When I ported the exact same signals to SPXL, TQQQ, and SOXL, the numbers started telling a story I never expected.
Here’s the spoiler: this isn’t a story about which asset is best. It’s about how a strategy adapts itself across different Beta environments. The final answer wasn’t a single pick. It was a triangle.
The Starting Point: A Modest Validation on SPY
The core logic is simple. v1 is the hourly strategy — it sets the directional bias and carries the main position. v2 layers a 15-minute counter-signal on top: **only when the 15-minute signal goes against v1’s direction does the overlay trigger**. Once the overlay signal ends, the position snaps back to v1’s original track.

Rows from a box-labeling dataset:
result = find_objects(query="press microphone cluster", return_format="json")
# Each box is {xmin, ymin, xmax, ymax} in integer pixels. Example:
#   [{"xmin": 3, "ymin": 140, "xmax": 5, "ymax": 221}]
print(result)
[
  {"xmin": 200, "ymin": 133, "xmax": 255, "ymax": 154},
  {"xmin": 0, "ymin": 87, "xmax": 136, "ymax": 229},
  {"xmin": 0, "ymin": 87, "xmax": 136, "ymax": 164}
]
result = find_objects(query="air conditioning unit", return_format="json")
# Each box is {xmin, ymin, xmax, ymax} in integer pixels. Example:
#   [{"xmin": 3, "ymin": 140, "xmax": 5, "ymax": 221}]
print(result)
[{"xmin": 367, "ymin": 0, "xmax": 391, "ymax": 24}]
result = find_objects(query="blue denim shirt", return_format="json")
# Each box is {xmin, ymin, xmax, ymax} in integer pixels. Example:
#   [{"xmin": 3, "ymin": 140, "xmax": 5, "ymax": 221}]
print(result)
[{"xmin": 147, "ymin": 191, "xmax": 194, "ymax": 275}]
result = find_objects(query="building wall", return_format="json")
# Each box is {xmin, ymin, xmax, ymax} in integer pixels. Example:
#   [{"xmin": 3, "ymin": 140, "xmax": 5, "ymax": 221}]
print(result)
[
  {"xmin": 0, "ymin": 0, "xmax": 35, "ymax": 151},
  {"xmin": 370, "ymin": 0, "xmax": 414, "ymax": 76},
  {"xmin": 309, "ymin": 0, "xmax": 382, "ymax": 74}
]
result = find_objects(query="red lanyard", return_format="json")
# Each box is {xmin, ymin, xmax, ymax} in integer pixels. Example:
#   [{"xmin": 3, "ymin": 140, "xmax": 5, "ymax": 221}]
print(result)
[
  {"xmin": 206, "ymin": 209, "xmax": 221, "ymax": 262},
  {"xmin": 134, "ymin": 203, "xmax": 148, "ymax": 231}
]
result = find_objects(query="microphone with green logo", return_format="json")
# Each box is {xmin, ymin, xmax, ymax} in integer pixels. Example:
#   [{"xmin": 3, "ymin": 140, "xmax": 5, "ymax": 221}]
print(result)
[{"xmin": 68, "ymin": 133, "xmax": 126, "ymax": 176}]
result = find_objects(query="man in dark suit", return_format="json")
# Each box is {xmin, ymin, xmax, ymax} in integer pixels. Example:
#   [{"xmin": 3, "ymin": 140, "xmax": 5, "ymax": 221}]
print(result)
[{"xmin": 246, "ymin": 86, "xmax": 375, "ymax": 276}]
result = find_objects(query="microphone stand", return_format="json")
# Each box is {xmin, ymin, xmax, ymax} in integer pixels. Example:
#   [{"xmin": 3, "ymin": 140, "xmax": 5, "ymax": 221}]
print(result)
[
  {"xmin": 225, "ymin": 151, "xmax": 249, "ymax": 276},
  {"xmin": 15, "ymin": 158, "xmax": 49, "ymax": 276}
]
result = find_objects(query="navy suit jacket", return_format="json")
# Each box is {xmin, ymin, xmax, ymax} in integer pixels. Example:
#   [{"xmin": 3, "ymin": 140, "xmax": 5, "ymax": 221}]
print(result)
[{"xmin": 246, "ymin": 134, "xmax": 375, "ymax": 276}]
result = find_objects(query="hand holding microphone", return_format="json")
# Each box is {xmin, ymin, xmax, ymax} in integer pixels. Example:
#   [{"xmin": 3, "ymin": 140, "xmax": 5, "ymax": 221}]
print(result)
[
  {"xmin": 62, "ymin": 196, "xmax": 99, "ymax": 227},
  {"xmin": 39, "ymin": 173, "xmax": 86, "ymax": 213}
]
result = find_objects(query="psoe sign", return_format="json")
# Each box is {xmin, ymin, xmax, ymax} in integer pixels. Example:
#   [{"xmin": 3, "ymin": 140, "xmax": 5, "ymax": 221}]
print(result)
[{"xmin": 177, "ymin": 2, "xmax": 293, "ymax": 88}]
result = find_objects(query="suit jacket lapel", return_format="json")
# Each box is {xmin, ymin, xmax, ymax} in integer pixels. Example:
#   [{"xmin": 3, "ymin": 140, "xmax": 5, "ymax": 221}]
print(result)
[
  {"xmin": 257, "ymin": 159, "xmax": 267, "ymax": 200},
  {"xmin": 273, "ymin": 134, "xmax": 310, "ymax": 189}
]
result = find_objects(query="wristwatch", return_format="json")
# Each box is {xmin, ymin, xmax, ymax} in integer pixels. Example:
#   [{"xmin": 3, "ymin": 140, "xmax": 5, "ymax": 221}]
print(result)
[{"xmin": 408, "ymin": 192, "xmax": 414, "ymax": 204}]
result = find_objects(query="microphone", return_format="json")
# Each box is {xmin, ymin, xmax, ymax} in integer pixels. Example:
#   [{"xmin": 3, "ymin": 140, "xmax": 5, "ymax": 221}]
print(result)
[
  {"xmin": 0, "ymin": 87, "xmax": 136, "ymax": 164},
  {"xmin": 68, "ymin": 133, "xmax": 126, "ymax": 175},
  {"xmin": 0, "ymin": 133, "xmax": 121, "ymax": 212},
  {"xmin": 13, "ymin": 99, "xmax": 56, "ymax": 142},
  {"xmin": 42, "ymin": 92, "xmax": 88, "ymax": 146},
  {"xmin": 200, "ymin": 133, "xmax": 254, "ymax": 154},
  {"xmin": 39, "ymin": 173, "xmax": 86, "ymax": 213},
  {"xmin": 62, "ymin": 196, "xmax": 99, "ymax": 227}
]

Instructions to follow: Rewrite the paragraph beginning "The core logic is simple" from the trading strategy text above as a short bulleted list that keeps its main facts.

The completed task:
- v1 is the hourly strategy. It sets the directional bias and carries the main position.
- v2 adds a 15-minute counter-signal on top of v1.
- The overlay triggers only when the 15-minute signal goes against v1's direction.
- When the overlay signal ends, the position returns to v1's original track.